# eth0 does not exist

## JanTheMan

yeah i know there are gadzillions of topics with the same name here now, but i couldnt find the answer to my problem.

i have no internet connection after installing gentoo...it is working with livecd and it was working before i have reinstalled linux, so that makes me believe that my hardware is supported (i have a Broadcom Corporation NetXtreme BCM5751 Gigabit Ethernet PCI Express (rev 01) card) ..last time few weeks ago i had the same problem but when i typed ifconfig eth0 up it worked..now its saying eth0: unknown interface: no such device.

my /etc/conf.d/net is 

iface_eth0="dhcp" 

dhcpcd_eth0="-t 10"

i dont know what to do to make it working..  :Sad: 

----------

## evster

This is because your network card driver is not compiled with the kernel.  How did you build your kernel (manual or genkernel)?

----------

## JanTheMan

i have compiled it manually..tried using modules and compiled in kernel..selected broadcom trigon3 support and netxtremeII separatly and together..then make && make modules_install

----------

## evster

Since it works on the livecd I would suggest booting up the livecd and running lsmod to see what module it is loading and then verify that you are also loading this same module in your install.

Record excerpts -
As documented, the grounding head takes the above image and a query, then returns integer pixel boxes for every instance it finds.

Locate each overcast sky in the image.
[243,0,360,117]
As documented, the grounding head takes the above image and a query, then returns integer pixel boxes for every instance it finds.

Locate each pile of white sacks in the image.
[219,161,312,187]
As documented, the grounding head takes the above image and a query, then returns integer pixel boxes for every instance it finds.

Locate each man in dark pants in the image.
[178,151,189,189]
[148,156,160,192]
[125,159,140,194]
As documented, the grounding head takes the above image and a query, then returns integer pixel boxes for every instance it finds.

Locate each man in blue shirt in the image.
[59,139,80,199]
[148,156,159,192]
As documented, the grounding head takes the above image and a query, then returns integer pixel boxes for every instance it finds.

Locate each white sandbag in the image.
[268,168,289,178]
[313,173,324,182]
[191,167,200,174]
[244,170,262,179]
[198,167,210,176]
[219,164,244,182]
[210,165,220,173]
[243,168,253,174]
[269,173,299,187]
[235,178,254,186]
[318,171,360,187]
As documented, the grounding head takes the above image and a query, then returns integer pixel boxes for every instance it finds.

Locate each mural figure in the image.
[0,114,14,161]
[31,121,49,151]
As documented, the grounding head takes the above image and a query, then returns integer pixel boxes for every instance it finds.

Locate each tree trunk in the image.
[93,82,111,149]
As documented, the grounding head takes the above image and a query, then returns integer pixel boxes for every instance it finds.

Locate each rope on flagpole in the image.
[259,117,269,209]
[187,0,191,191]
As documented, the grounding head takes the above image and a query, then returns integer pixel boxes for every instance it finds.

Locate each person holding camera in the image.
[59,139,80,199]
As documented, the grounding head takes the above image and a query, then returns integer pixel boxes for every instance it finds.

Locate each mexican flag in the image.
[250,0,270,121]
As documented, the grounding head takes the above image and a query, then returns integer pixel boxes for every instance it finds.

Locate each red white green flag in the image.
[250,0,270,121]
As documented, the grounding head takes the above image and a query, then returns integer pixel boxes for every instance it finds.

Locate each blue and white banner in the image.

Written problem 1 -
Using the eth0 thread, answer these:
(a) What network card does JanTheMan have?
(b) What message does JanTheMan now get about eth0?
(c) Which command does evster suggest running on the livecd?
Written problem 2 - Copy the eth0 thread word for word, from "my /etc/conf.d/net is" to "(manual or genkernel)?".
The material comes from a separate source and has no connection to the thread.

Exercise result 1 -
(a) A Broadcom Corporation NetXtreme BCM5751 Gigabit Ethernet PCI Express (rev 01) card.
(b) "eth0: unknown interface: no such device."
(c) lsmod.

Exercise result 2 -
my /etc/conf.d/net is 

iface_eth0="dhcp" 

dhcpcd_eth0="-t 10"

i dont know what to do to make it working..  :Sad: 

----------

## evster

This is because your network card driver is not compiled with the kernel.  How did you build your kernel (manual or genkernel)?